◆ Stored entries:

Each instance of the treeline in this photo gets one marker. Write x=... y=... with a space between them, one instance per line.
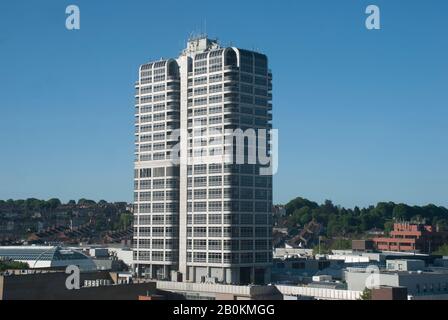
x=48 y=205
x=340 y=221
x=105 y=216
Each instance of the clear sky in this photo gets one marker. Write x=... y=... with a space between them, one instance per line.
x=362 y=115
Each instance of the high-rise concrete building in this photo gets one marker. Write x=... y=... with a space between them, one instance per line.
x=206 y=216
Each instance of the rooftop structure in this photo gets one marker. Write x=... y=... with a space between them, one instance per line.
x=47 y=257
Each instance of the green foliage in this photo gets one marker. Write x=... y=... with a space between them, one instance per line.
x=443 y=250
x=345 y=222
x=366 y=294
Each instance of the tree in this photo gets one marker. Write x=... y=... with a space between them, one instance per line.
x=366 y=294
x=53 y=204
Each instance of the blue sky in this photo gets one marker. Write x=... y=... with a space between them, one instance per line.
x=362 y=115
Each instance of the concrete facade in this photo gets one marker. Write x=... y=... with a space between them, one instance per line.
x=202 y=218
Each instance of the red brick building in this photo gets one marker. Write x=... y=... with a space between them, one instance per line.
x=412 y=237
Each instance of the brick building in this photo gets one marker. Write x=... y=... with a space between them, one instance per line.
x=412 y=237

◆ Requirement: This task calls for an exact copy of the data above, without pictures.

◆ Answer to this problem:
Each instance of the treeline in this photo gets one marker. Write x=... y=... with a space between them, one instance per line.
x=48 y=205
x=340 y=221
x=105 y=216
Each instance of the clear sky in this photo gets one marker. Write x=... y=... with a space between them, one instance per line.
x=362 y=115
Each instance of the high-rise concrete building in this photo gets one marker. Write x=... y=... with a space between them, one instance per line.
x=206 y=216
Each instance of the rooftop structure in this photo gets one marker. Write x=... y=... with a space between them, one instance per line.
x=47 y=257
Each instance of the green foliage in this photo gets one marker. Write x=... y=... with a space between them, one instance per line.
x=443 y=250
x=345 y=222
x=366 y=294
Each instance of the tree in this photo gets one marker. Write x=... y=... with a space between them, one instance per line.
x=366 y=294
x=53 y=204
Each instance of the blue sky in this photo gets one marker. Write x=... y=... with a space between them, one instance per line.
x=362 y=115
Each instance of the concrete facade in this photo gets one marker. Write x=... y=... with a space between them, one instance per line.
x=202 y=218
Each instance of the red brick building in this photo gets one marker. Write x=... y=... with a space between them, one instance per line.
x=412 y=237
Each instance of the brick building in this photo gets one marker. Write x=... y=... with a space between them, one instance per line.
x=412 y=237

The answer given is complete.